[Dataset entries]
- - -

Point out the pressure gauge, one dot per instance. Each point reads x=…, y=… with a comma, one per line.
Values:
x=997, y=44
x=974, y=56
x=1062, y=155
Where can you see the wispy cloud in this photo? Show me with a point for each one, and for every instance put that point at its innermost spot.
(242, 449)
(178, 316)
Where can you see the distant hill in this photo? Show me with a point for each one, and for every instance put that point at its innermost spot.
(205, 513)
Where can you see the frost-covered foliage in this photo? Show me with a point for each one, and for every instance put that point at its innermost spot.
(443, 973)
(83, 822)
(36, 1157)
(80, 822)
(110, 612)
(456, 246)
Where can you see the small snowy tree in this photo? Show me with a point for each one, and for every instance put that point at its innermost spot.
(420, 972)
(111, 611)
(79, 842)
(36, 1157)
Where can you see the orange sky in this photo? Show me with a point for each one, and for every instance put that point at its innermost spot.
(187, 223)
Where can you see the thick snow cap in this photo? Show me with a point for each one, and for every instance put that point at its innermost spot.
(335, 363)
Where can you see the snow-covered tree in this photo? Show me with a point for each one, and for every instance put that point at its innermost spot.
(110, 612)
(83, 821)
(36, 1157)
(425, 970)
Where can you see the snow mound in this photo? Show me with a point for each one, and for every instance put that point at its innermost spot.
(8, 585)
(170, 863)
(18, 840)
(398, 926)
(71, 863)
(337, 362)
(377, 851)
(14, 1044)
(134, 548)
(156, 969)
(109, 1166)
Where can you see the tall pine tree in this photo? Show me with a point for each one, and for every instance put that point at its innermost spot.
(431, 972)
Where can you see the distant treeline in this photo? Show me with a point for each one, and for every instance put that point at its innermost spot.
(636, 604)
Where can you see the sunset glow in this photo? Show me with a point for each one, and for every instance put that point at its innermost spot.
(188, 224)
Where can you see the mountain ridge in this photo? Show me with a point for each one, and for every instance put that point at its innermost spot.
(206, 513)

- - -

> **WORK ORDER**
Repeat exactly the lines above, starting with the line that contains "Where can you see the mountain" and ending with the last line, both included, and nothing else.

> **TASK SOLUTION**
Where can you see the mountain ridge in this photo? Show me with a point for each one, and for every instance put that point at its innermost spot.
(206, 513)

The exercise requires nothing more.